Set problem - Quote the text of every item below word for word, and leave the pictures out of your answer.

Excerpts from pointing data -
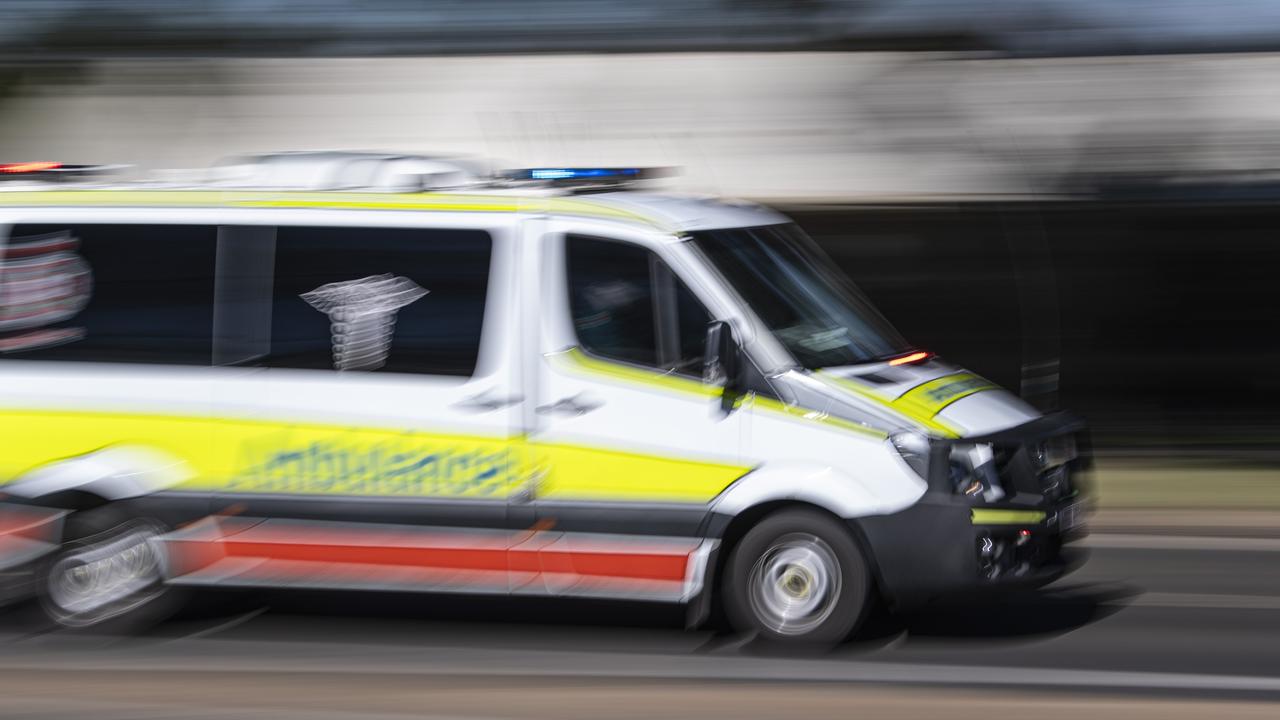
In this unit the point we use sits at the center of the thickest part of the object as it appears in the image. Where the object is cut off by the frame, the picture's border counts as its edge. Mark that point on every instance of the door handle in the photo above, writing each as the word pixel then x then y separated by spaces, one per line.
pixel 487 402
pixel 575 405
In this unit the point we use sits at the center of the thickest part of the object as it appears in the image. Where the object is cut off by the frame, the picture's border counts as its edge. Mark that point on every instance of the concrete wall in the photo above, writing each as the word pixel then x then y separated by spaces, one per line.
pixel 801 126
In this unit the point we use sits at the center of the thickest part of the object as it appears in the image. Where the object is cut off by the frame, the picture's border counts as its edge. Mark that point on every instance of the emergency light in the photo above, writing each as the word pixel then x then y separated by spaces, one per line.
pixel 588 174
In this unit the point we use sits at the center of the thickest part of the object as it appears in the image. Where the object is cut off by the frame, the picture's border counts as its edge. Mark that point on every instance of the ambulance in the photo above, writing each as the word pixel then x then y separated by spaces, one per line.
pixel 361 372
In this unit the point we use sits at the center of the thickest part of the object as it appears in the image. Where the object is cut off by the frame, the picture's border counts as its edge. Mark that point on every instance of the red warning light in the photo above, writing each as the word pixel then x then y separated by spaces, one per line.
pixel 912 358
pixel 18 168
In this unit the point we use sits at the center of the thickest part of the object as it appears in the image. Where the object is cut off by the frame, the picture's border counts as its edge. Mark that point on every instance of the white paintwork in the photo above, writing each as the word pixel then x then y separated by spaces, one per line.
pixel 987 411
pixel 113 473
pixel 526 322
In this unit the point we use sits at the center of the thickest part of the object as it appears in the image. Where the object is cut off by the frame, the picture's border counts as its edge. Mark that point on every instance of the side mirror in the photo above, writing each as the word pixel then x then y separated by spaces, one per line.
pixel 722 363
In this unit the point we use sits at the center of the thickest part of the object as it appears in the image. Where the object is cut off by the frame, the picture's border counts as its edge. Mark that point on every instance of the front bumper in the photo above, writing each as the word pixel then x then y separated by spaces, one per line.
pixel 946 546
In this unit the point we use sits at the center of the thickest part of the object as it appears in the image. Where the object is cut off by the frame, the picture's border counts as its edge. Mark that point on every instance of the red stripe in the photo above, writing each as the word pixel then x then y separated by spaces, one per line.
pixel 483 552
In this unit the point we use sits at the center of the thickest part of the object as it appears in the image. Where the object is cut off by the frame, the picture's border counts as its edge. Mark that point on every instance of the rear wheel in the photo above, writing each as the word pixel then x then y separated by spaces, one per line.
pixel 798 577
pixel 110 569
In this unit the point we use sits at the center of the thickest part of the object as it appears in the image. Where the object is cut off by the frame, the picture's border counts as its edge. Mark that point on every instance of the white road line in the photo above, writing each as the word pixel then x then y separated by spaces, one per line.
pixel 1203 601
pixel 359 659
pixel 1136 541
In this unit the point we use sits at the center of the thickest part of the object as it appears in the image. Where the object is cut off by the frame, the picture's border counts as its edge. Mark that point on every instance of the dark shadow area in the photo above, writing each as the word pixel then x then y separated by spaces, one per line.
pixel 1031 615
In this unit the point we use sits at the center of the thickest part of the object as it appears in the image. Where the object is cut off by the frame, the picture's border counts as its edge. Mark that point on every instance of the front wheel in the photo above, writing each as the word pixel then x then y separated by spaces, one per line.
pixel 109 569
pixel 798 577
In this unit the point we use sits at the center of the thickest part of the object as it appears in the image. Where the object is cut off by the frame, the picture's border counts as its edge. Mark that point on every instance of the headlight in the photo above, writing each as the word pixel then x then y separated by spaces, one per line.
pixel 970 468
pixel 914 450
pixel 973 472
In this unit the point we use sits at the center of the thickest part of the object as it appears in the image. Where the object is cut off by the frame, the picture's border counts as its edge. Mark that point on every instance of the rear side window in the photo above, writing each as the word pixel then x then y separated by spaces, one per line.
pixel 108 294
pixel 627 305
pixel 398 300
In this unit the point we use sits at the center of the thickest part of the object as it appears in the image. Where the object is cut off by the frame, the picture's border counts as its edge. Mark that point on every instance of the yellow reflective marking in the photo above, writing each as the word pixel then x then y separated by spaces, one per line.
pixel 987 516
pixel 278 458
pixel 233 455
pixel 425 201
pixel 910 408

Worked solution -
In this unit the point we use sits at the center of the thickest part of the object as it appears in the image. Where the object is cut off by the frame, the picture's border counts as its edge. Mark that point on every instance of the door handle in the photo above, writing each as the word pixel then x then y separated by spaces, one per line.
pixel 487 402
pixel 575 405
In this unit the point we use sits at the center of the thickest part of the object as it appears in the image. Where the object is cut off by the frame, the picture's border counts as its edge. Mark that point on every instance of the concrete wall in the photo above, writing each as the word pixel then x then y separated by spaces, one per line.
pixel 801 126
In this unit the point we use sits at the center of the thickest part of the object as it appears in the image. Where the object is cut off by the frame, the picture's border counts as its edge. Mark that point on every instance of the emergency light in the photo above, writing each as the word pixel then x then y separated by spaces, one per line.
pixel 588 174
In this unit the point we use sits at the center of the thickest part of the object as it appears in the image. Where the object is cut off by the frame, the picture's border counts as its edge. Mark that point on every instance of the ambulance in the photo above, writing each as the word pixel then x then y separated by spaces, one per line.
pixel 361 372
In this unit the point we use sits at the center of the thickest part of the object as it appears in the image. Where the object is cut off by the frame, the picture's border counts as its edge. Mark that point on every instance of the red warning light in the photo above, writing each as the word pixel then x then y separated by spaces, one per line.
pixel 912 358
pixel 18 168
In this unit the point we use sits at the center of the thickest part of the object as it appears in the image. Where the object is cut off by the frame, the picture's border counts as its edge. Mark that point on every instance of the white paintwork in the photo above, writing each as the word pixel then x then y separated by spaces, one per line.
pixel 987 411
pixel 113 473
pixel 526 322
In this unit the point we use sits at the center of the thickest part of the object as it appears in the image. Where the object is cut off by the frame, the picture's border counts as its edge. Mark that point on every instance of the side mirror in the photo above, writing each as the word pixel then x then y separated by spaces, one per line.
pixel 722 363
In this unit the point we use sits at the center of the thickest part of the object as it appears in the image. Where the object is cut off by the frame, the picture's border counts as its edge. Mark that point on every instance of the front bumper in the photo above, writing each as the word pixel then x then y separated by spaces, one per line.
pixel 946 546
In this unit the point we use sits at the center of the thickest part of the object as it appears in the image. Where the object is cut off by the frame, the picture's border counts as its edge. Mark that point on every instance of the red stripe in the photo above, writing each as the word pixel then x then y separated by spaces, one per line.
pixel 483 552
In this unit the point we use sits at the center of the thickest part of the object as it appears in the image. Where the object is cut off by the frame, the picture's border counts as its edge. Mark that point on every instance of the rear wheel in the photo above, writing each as the word pixel then x then y separated by spaces, one per line.
pixel 798 577
pixel 110 569
In this unit the point we use sits at the center of the thickest part of the object as it appears in the image. Where the object is cut off by the frame, the picture's border counts as its edge. Mark that point on every instance of the white road line in the photo above, writing each as the word pixel then x then y separated by spaces, one per line.
pixel 1203 601
pixel 359 659
pixel 1136 541
In this unit the point we use sits at the center of the thickest part of the object as it appears in the image. Where the object is cut off by the frame, the picture's border counts as its edge. Mark that point on every instance of the dark shadow area in the photo above, writing each as the word pixel then x then y separated by spaces, one per line.
pixel 1031 615
In this unit the point we use sits at the center of the thickest part of the object as it appears in the image. Where the object is cut off by the frame, the picture's border counts as its edge. Mark that point on every instance of the front wheel in the photo above, writing each as the word pixel then x then y separated by spaces, one per line.
pixel 109 569
pixel 798 577
In this unit the point we use sits at the center of the thickest part of the object as it appears in the image. Where the object is cut off by the frame, the picture's border counts as its edge. Mark that point on every instance of the headlight in the photo above, writing each as the word pixel then x then y separated by spaces, one per line.
pixel 970 468
pixel 914 450
pixel 973 472
In this unit the point we use sits at the center of the thickest part of the object as it appears in the image. Where the object is cut off by the frame, the picture's border counts as its edge. Mark that point on every instance of the rear side window in the photo above, writing each as the word pixel then x then y separated by spaces, one per line.
pixel 108 294
pixel 627 305
pixel 398 300
In this unit the point we use sits at the center of the thickest part of the object as it appears in the image. Where the object is cut off by the frame, the picture's border counts as its edge. Mark that point on every instance of the yellow reflective marking in the photo above, writing each as the word pixel then x then y separated by spaces, one per line.
pixel 987 516
pixel 278 458
pixel 233 455
pixel 425 201
pixel 910 408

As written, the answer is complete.